**Source extract:**

((

From this master database we identify 645 “primary gauges” within the boundaries of our western US study area with particularly thorough coverage over the study period of cool seasons (November–March) 1951–2023. Long data records are critical to our assessment of trends so we set a relatively high bar for consideration as a primary gauge: valid values (including zero-filling) are necessary on ≥75% of cool-season days in each of the 8 decades of the study period (cool seasons 1951–1959, 1960–1969, 1970–1979, 1980–1989, 1990–1999, 2000–2009, 2010–2019, 2020–2023). Among these primary gauges, the mean percentage of cool-season days with valid data in the study period is 96.7% and all gauges have >84.8% daily cool-season coverage.

))

**Prompt A:** According to the gauge passage, how many primary gauges were identified within the western US study area?
The gauge passage has no connection to the rows that come after it.

**Coordinate annotation rows:**
((

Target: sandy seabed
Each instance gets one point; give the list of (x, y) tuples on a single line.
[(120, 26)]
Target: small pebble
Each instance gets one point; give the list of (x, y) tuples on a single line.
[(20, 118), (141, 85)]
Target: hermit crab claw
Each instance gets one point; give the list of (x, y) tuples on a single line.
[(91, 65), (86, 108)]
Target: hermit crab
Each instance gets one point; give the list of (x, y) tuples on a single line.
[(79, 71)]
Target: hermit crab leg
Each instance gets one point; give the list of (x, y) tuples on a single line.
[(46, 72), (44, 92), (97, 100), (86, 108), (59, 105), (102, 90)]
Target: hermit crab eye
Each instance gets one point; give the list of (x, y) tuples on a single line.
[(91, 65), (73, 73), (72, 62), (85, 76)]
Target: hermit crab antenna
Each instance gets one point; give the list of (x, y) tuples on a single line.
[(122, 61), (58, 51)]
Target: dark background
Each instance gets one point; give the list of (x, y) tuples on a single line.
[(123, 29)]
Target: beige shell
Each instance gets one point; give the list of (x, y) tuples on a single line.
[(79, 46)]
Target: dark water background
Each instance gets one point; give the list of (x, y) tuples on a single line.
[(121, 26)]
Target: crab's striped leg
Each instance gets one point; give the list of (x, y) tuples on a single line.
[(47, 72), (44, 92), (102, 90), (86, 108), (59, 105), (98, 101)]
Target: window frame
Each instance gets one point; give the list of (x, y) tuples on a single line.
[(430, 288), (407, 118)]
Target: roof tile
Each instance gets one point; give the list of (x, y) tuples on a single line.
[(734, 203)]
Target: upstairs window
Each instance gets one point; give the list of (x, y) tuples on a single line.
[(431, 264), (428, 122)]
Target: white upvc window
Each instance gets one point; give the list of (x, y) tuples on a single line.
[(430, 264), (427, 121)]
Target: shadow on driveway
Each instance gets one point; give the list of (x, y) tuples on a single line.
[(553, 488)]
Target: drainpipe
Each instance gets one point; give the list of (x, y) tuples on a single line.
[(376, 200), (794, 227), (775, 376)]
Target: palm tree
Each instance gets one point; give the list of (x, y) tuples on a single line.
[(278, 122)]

))

**Prompt B:** In the rows, edit the lines from the one containing "Target: dark water background" through the one containing "105), (98, 101)]", inclusive, so that "striped" becomes "banded" and nothing else changes, and return only those lines.

**Correct answer A:** 645

**Correct answer B:**
Target: dark water background
Each instance gets one point; give the list of (x, y) tuples on a single line.
[(121, 26)]
Target: crab's banded leg
Each instance gets one point; give the list of (x, y) tuples on a single line.
[(47, 72), (44, 92), (102, 90), (86, 108), (59, 105), (98, 101)]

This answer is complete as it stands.